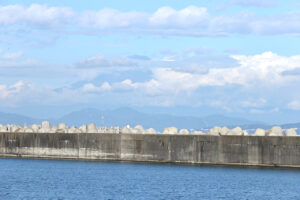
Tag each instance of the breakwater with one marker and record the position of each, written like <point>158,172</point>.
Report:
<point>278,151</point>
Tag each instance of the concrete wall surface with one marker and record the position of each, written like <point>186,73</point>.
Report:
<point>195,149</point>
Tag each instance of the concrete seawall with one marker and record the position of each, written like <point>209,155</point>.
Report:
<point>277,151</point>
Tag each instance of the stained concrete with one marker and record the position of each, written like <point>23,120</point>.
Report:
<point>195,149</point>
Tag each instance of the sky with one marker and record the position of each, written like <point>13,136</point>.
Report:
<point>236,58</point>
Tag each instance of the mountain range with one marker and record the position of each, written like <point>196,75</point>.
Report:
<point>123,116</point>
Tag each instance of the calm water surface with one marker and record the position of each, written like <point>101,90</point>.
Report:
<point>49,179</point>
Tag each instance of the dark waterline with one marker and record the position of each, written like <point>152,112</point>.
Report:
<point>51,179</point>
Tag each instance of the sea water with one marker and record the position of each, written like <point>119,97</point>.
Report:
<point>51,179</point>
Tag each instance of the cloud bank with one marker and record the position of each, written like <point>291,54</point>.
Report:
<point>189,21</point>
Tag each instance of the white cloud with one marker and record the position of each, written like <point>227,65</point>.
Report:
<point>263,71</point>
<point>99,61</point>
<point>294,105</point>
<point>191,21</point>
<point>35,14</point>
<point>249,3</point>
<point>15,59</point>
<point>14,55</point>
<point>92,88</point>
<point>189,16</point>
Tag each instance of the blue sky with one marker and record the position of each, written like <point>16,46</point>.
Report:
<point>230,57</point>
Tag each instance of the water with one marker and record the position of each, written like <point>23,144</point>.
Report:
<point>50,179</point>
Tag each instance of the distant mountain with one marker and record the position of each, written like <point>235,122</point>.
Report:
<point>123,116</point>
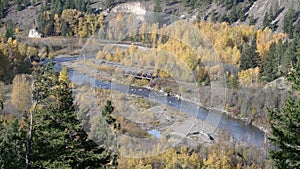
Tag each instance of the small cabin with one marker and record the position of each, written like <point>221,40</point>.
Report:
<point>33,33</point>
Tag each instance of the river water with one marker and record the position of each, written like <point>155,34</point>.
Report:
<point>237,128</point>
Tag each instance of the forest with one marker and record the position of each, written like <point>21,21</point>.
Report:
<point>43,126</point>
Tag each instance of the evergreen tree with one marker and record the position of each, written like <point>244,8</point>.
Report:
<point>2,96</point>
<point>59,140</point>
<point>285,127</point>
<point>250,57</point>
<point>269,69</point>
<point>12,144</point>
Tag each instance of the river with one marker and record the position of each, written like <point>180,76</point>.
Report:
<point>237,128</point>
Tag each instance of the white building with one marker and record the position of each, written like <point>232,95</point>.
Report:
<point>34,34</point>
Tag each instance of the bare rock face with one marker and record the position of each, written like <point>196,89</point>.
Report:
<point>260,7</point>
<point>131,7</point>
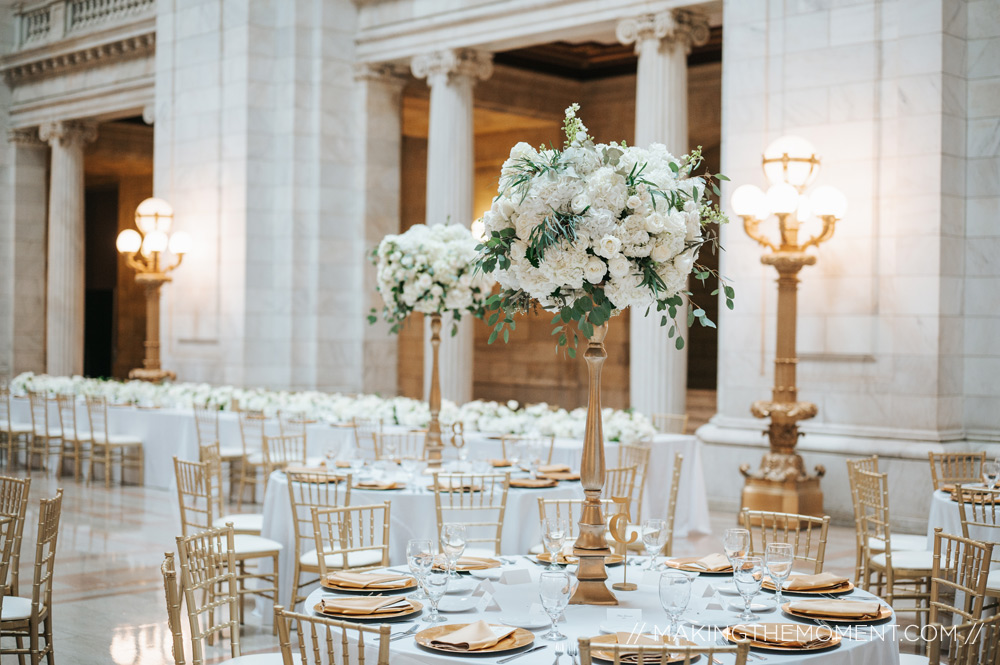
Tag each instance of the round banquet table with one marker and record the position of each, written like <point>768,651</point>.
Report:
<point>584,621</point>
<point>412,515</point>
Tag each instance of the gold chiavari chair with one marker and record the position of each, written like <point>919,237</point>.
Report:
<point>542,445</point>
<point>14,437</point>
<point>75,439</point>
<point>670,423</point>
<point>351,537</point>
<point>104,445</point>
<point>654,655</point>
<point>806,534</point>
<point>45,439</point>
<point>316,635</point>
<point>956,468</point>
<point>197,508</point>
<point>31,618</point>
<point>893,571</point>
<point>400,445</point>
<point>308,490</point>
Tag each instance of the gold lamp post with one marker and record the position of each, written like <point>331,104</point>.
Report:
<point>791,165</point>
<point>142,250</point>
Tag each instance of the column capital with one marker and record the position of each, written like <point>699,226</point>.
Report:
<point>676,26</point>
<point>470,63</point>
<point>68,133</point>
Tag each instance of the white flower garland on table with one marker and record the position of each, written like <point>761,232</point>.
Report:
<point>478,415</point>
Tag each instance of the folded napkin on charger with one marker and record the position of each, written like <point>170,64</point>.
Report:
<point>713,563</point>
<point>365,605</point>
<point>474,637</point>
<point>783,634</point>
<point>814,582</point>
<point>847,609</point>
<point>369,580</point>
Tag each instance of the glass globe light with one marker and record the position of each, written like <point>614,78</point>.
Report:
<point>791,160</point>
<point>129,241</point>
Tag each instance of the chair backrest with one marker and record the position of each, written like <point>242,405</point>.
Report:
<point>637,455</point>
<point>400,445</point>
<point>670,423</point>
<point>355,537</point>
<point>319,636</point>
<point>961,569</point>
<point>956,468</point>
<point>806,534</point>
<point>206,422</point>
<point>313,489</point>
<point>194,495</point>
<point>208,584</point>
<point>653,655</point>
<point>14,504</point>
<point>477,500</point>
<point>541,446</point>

-------

- [WHAT THE TASK ASKS]: Give every line back word for word and leave the pictures out.

- [COMPLETED EXERCISE]:
Tag each instance of the breakwater with one marker and record the position of each, written like <point>158,172</point>.
Report:
<point>278,151</point>
Tag each instance of the concrete wall surface with one marker and record the position of each, written like <point>186,73</point>.
Report:
<point>195,149</point>
Tag each instance of the concrete seawall with one marker and record the position of each, written like <point>209,155</point>.
Report:
<point>277,151</point>
Tag each instance of the stained concrete with one marker and record the position of each, written like <point>23,120</point>.
Report:
<point>195,149</point>
Tag each instance of the sky with one marker and record the position of each, written like <point>13,136</point>.
Report:
<point>236,58</point>
Tag each instance of the mountain range with one marker and record the position of each, written like <point>196,75</point>.
Report:
<point>123,116</point>
Tag each instance of the calm water surface with one marker and record the position of each, written like <point>101,90</point>.
Report:
<point>49,179</point>
Tag each instance of the dark waterline with one marker and record the position of each, written like <point>152,112</point>.
Report:
<point>51,179</point>
Tag each instance of the sea water with one marker and record the position of each, written like <point>119,97</point>.
Report:
<point>51,179</point>
Tag each instance of the cloud bank with one marker and record the position of each, written like <point>291,54</point>.
Report:
<point>189,21</point>
Tag each instance of the white cloud with one marker and record the position of each, written like <point>227,65</point>.
Report:
<point>263,71</point>
<point>99,61</point>
<point>294,105</point>
<point>191,21</point>
<point>35,14</point>
<point>249,3</point>
<point>15,59</point>
<point>14,55</point>
<point>92,88</point>
<point>189,16</point>
Tag each instance of the blue sky with one marker and record the position of each, written like <point>16,46</point>.
Report:
<point>230,57</point>
Tag each instance of the water with one marker and record the position of each, written like <point>23,144</point>.
Report:
<point>50,179</point>
Tag each instance of the distant mountain with one marker and record the position of each, written like <point>235,122</point>.
Report:
<point>123,116</point>
Tag each instance of the small cabin with one marker and record the position of each, written like <point>221,40</point>.
Report:
<point>33,33</point>
Tag each instance of the river water with one marker and record the position of each, written like <point>155,34</point>.
Report:
<point>237,128</point>
Tag each instance of the forest with one marker and record the position of each, written like <point>21,21</point>.
Report:
<point>43,126</point>
Tag each instance of the evergreen tree with one marker and record the position of each, written like <point>244,8</point>.
Report:
<point>2,96</point>
<point>59,140</point>
<point>285,127</point>
<point>250,57</point>
<point>269,69</point>
<point>12,144</point>
Tag each instance of the river with one marker and record the position of each, written like <point>180,76</point>.
Report:
<point>237,128</point>
Tag each instance of the white building with one marker and record the position of each, written like <point>232,95</point>.
Report:
<point>34,34</point>
Tag each instance of the bare rock face with one marker and record the position of each, written like <point>196,89</point>.
Report:
<point>260,7</point>
<point>131,7</point>
Tag each instance of the round banquet table with one marker and record the position of each, written like <point>768,651</point>.
Report:
<point>584,621</point>
<point>412,515</point>
Tag each instance of the gold chiavari chair with one marker and record the position of each, written like <point>919,237</point>.
Report:
<point>542,445</point>
<point>14,437</point>
<point>75,439</point>
<point>670,423</point>
<point>351,537</point>
<point>104,445</point>
<point>654,655</point>
<point>806,534</point>
<point>45,439</point>
<point>316,635</point>
<point>956,468</point>
<point>197,508</point>
<point>31,618</point>
<point>893,571</point>
<point>400,445</point>
<point>308,490</point>
Tag each instance of the gold lamp post with one marker and record the position of each, written like <point>331,104</point>.
Report:
<point>791,165</point>
<point>142,250</point>
Tag each instance of the column capital with one marker and record the position of each, written like <point>699,226</point>.
Report:
<point>676,26</point>
<point>470,63</point>
<point>68,133</point>
Tag each instance of the white flower garland on table with one marker and record the position of each, written like <point>761,232</point>.
Report:
<point>478,415</point>
Tag each instance of the folded napkin on charger with one marker and record the position of each, written like <point>170,64</point>.
Report:
<point>713,563</point>
<point>365,605</point>
<point>474,637</point>
<point>783,634</point>
<point>814,582</point>
<point>847,609</point>
<point>369,580</point>
Tag each instance of the glass globe light with one marker and record the position of each, written like <point>614,78</point>.
Report:
<point>791,160</point>
<point>129,241</point>
Tag each instance of the chair backrest with one marker and record the position of each, written like <point>242,405</point>.
Report:
<point>637,455</point>
<point>400,445</point>
<point>670,423</point>
<point>355,537</point>
<point>319,636</point>
<point>961,569</point>
<point>956,468</point>
<point>806,534</point>
<point>206,422</point>
<point>313,489</point>
<point>194,495</point>
<point>208,584</point>
<point>653,655</point>
<point>14,504</point>
<point>477,500</point>
<point>541,446</point>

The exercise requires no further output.